Instruction
Keep only the lines of the material below that contain the string "above", and copy each of them out. Letter case matters.

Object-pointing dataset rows
____________

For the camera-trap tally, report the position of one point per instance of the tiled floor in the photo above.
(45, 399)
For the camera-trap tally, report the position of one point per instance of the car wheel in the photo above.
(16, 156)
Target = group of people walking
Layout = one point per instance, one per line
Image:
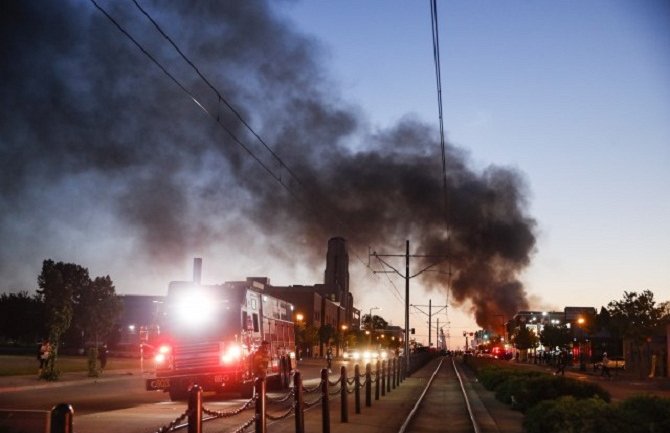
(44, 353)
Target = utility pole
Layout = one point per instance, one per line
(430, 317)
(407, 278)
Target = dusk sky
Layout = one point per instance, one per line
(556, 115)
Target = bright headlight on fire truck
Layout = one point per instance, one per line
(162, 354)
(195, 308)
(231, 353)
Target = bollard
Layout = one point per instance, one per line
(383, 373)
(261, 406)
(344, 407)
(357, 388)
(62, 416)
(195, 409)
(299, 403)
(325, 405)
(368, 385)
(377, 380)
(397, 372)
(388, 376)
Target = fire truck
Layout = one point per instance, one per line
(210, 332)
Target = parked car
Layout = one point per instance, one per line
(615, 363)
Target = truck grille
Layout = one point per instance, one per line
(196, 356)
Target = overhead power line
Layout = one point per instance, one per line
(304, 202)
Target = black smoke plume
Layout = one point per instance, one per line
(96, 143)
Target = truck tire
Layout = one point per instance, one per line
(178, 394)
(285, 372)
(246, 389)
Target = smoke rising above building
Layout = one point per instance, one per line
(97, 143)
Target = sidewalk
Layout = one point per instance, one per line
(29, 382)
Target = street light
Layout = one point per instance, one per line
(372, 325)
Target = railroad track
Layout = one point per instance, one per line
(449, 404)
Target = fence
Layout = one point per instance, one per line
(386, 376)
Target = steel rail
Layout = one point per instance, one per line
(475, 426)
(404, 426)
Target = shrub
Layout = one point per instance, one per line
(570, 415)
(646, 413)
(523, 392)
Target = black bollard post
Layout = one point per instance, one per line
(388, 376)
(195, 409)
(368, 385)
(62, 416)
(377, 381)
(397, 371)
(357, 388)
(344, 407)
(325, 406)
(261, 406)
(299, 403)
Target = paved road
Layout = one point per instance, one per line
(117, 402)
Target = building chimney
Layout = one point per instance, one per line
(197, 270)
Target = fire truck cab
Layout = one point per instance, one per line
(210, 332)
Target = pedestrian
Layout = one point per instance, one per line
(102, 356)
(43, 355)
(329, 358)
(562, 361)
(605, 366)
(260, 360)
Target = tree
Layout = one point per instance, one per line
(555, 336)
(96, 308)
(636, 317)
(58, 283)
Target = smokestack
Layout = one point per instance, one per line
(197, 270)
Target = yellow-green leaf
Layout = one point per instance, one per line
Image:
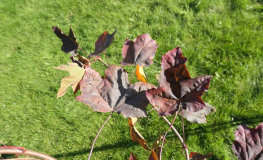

____________

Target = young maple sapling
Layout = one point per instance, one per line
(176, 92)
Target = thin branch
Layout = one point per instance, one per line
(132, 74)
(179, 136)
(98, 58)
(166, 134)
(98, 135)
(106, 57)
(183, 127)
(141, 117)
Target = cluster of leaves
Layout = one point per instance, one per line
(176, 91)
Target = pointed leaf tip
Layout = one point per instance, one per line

____________

Answer to the task
For the camera-trap tally, report the position of one point per instance of the tiled floor in the photo above.
For the camera-trap tally, report the position of one point per instance of the car wheel in the photo above.
Target = smoke rising above building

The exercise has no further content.